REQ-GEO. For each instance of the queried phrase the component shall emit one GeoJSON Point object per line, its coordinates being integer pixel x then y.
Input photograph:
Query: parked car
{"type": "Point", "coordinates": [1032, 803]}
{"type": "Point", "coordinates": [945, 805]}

==

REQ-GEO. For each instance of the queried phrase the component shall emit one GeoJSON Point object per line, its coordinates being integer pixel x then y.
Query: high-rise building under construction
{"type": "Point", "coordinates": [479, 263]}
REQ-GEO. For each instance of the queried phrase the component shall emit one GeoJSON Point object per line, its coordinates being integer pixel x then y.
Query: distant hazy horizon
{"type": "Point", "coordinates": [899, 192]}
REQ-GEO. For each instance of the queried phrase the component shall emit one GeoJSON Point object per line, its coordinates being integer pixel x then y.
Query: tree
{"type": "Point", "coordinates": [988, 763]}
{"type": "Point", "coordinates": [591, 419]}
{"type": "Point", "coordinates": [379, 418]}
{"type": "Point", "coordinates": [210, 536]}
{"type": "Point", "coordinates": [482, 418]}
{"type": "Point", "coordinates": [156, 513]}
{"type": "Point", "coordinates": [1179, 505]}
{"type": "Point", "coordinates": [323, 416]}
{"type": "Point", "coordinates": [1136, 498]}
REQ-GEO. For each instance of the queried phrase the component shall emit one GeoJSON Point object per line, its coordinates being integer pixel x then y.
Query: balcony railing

WHAT IS NEEDED >>
Find every line in the listing above that contains the string "Query", treating uppercase and lowercase as different, and copy each such line.

EXERCISE OUTPUT >>
Query: parked car
Query: high-rise building under construction
Query: distant hazy horizon
Query: tree
Query: balcony railing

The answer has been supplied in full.